[Saved entries]

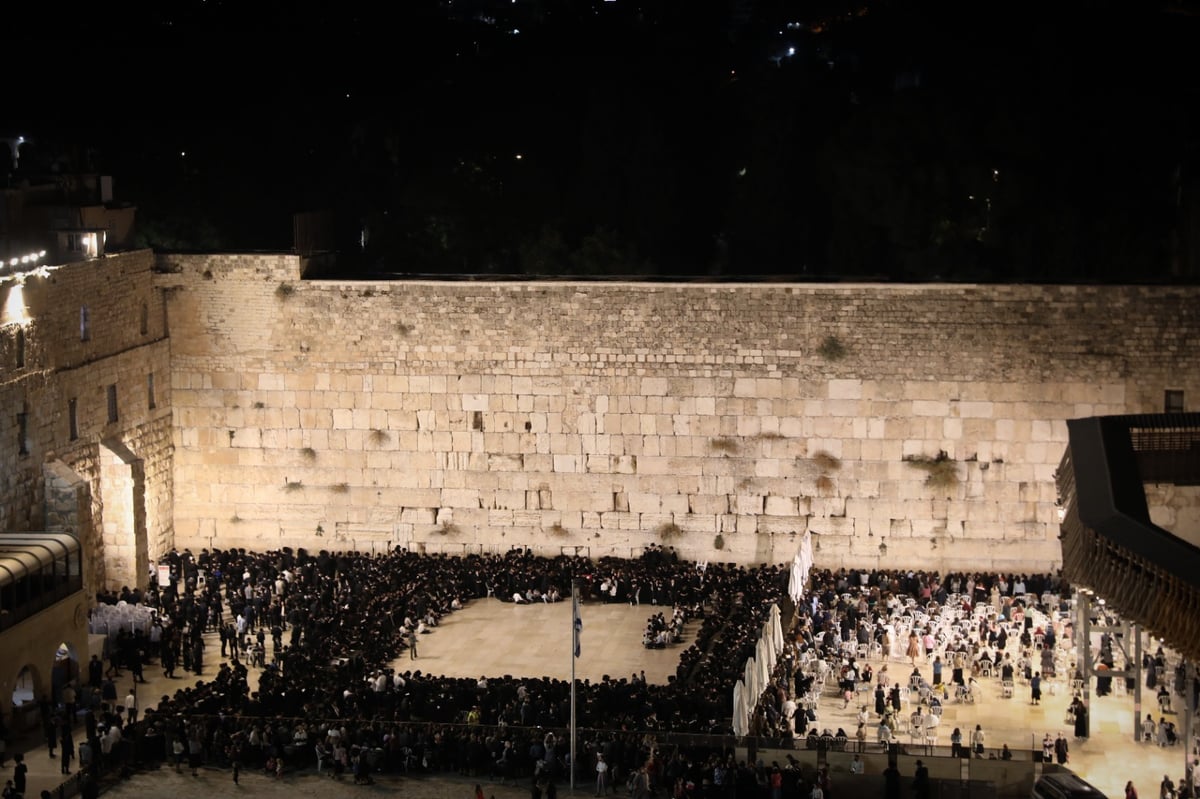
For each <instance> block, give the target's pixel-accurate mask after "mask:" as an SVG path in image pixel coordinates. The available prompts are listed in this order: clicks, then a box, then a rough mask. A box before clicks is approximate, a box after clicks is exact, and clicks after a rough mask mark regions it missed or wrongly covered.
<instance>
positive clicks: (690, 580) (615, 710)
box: [52, 547, 787, 786]
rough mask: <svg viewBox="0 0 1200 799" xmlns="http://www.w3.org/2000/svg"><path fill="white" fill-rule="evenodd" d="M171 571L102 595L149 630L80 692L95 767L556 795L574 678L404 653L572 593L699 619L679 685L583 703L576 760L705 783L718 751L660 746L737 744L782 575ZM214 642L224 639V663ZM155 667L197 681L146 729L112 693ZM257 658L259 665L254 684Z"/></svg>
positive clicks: (562, 769) (252, 567) (654, 685)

◆ Assignment ◆
Type out the data above once more, exactly, with no images included.

◆ Task answer ◆
For each <instance> block, give the target's pixel-accurate mask after "mask:" as an SVG path in image pixel coordinates. The available prompts are listed in this order: clicks, then a box, then a rough mask. A box before clicks is approximate, a box after clicks is exact, and clicks after a rough mask mark regions it missed or wrongly covered.
<instance>
positive clicks: (690, 580) (615, 710)
box: [52, 547, 787, 786]
rough mask: <svg viewBox="0 0 1200 799" xmlns="http://www.w3.org/2000/svg"><path fill="white" fill-rule="evenodd" d="M171 571L102 595L149 630L80 692L95 767L556 795L574 678L404 653L572 593L699 619L679 685L583 703L576 760L705 783L718 751L660 746L737 744L782 575ZM214 642L224 639V663ZM155 667L197 681L146 729L112 693ZM257 658L259 665L254 684Z"/></svg>
positive clicks: (562, 769) (252, 567) (654, 685)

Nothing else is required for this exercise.